Work instructions.
Your task is to copy every record exactly.
━━━ Listed records
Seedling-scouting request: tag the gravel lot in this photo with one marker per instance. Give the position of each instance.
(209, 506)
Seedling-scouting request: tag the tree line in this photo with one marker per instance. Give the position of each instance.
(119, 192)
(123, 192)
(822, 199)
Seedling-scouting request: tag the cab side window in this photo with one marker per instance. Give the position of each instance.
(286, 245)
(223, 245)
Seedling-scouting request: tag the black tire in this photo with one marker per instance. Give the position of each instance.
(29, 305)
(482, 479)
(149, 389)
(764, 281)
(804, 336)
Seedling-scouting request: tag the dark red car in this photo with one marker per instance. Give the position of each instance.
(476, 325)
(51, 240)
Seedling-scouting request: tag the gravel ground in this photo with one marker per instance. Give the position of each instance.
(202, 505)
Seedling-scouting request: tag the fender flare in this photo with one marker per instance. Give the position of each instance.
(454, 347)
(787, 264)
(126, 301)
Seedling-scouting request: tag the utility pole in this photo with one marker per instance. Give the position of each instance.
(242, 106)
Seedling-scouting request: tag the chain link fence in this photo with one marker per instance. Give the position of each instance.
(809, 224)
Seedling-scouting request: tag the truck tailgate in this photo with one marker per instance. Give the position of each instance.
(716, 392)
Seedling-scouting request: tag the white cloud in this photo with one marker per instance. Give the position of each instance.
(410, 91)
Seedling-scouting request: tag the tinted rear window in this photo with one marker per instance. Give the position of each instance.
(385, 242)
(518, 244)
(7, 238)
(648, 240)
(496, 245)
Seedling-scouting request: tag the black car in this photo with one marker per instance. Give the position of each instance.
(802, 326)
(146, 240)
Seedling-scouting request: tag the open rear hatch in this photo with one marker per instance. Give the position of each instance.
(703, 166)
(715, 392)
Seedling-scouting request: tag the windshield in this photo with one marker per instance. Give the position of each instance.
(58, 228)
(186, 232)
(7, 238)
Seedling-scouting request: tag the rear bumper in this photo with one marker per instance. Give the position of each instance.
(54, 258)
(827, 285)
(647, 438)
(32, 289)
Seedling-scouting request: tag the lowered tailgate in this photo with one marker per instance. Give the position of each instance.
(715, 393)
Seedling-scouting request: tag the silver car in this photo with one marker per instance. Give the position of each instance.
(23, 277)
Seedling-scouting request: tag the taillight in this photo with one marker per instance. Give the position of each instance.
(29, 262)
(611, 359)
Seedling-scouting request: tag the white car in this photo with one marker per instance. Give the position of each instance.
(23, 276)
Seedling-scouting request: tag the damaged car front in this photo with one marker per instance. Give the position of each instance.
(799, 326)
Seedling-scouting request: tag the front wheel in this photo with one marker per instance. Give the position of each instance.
━━━━━━
Answer to the exercise.
Seedling-scouting request: tag the gravel lot in this photo with one marker per instance. Give the position of each instance.
(209, 506)
Seedling-scouting request: tag the tree line in this photo with one marker per instance. Give the position of each instance.
(119, 192)
(123, 192)
(822, 199)
Seedling-scouting request: tag the cab side window in this photo with one marker per instance. Give the position of each instance.
(286, 245)
(223, 245)
Seedling-scouting request: tag the black tire in this photo with one marker per instance. Give the position of each instance.
(29, 305)
(482, 479)
(149, 389)
(764, 281)
(804, 336)
Seedling-scouting request: tag the dark red car in this photo with one marker per instance. Give the position of each instance.
(476, 325)
(51, 240)
Seedling-scouting request: tag the gravel ground in this photo with one marker per instance. Give the position of each instance.
(202, 505)
Seedling-scouting request: tag the fender flare in this photo with one marker per instance. Give the position of each instance.
(454, 347)
(787, 264)
(126, 301)
Seedling-scouting request: tag the utility pole in this photo with one marker per instance. Give the position of each instance.
(242, 106)
Seedling-scouting request: tag the chain link fence in this photo with one marker per instance. Give the position of each instance.
(809, 224)
Seedling-scouting request: tag the truck tailgate in this photo with one marker per instance. Give the position of each instance.
(716, 392)
Seedling-scouting request: tag the white cloud in this photo with one marker per instance. Give the position of each instance.
(410, 91)
Seedling-scouting request: tag the tinted rear window in this photo with one marker per instance. Give the position of each instance.
(385, 242)
(518, 244)
(7, 238)
(648, 240)
(496, 245)
Seedling-scouting request: tag the black car in this photo with one marker per instance. Give the position of each instance.
(802, 326)
(146, 240)
Seedling-scouting request: tag the open rear hatch in this photo with one marker per instance. Give the position of each instance.
(703, 166)
(715, 392)
Seedling-scouting request: tag the windshield in this photo with one marker per instance. Give the position of each instance.
(58, 228)
(186, 232)
(7, 238)
Seedling-scouting request: tag the rear bumper in this photo with one marker per instance. Give the position of each instance.
(54, 258)
(827, 285)
(647, 438)
(32, 289)
Seedling-scouting request: tag the lowered tailgate in this photo with one marker per instance. Give the position of each instance.
(715, 393)
Seedling-scouting request: tag the silver car in this photo with one marker per instance. Give the position of each instance.
(23, 277)
Seedling-scouting request: tag the taillight in this photo with one marker per instance. Give the position of each instance.
(29, 262)
(611, 359)
Seedling-scouting request: tag the white car in this photo with one marker per instance. Give the position of each instance.
(23, 276)
Seedling-scouting request: tag the damaged car front in this photo with one marker per instance. Give the position of each instance.
(799, 326)
Seedling-scouting request: tag the front wheel in this photo with one marker per instance. Give the position of each instance.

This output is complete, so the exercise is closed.